-- BEGIN Task inputs --

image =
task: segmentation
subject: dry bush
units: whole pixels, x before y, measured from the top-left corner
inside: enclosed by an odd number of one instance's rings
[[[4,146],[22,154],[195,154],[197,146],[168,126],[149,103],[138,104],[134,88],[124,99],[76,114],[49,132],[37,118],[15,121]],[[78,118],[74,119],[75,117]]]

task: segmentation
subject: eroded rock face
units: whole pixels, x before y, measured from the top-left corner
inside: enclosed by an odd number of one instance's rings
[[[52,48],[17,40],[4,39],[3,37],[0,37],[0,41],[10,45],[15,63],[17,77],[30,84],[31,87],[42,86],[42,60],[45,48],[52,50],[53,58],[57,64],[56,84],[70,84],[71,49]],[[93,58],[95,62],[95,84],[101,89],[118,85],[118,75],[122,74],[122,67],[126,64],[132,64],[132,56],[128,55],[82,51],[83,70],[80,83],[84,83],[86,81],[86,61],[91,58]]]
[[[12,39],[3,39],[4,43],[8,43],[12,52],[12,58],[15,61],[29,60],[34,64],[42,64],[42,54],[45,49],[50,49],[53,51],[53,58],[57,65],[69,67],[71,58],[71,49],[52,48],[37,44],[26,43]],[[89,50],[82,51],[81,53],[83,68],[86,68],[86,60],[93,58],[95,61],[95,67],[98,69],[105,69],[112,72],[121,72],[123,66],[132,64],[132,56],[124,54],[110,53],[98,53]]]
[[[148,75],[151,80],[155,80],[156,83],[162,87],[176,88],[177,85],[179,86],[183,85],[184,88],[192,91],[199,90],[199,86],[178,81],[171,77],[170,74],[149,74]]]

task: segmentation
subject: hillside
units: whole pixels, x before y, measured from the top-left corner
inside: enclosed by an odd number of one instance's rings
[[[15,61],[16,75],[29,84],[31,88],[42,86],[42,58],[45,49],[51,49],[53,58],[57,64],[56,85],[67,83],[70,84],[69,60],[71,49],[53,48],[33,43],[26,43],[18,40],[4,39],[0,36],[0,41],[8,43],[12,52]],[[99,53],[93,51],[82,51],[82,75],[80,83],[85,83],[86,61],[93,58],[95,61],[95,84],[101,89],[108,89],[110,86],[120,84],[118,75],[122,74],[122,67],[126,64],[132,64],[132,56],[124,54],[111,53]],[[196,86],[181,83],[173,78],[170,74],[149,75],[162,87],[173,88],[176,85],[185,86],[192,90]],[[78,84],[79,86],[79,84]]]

-- END Task inputs --

Gather every line of the rows above that contains the word "subject", and copy each one unchanged. Case counts.

__Result of the exercise__:
subject: dry bush
subject: eroded rock face
subject: hillside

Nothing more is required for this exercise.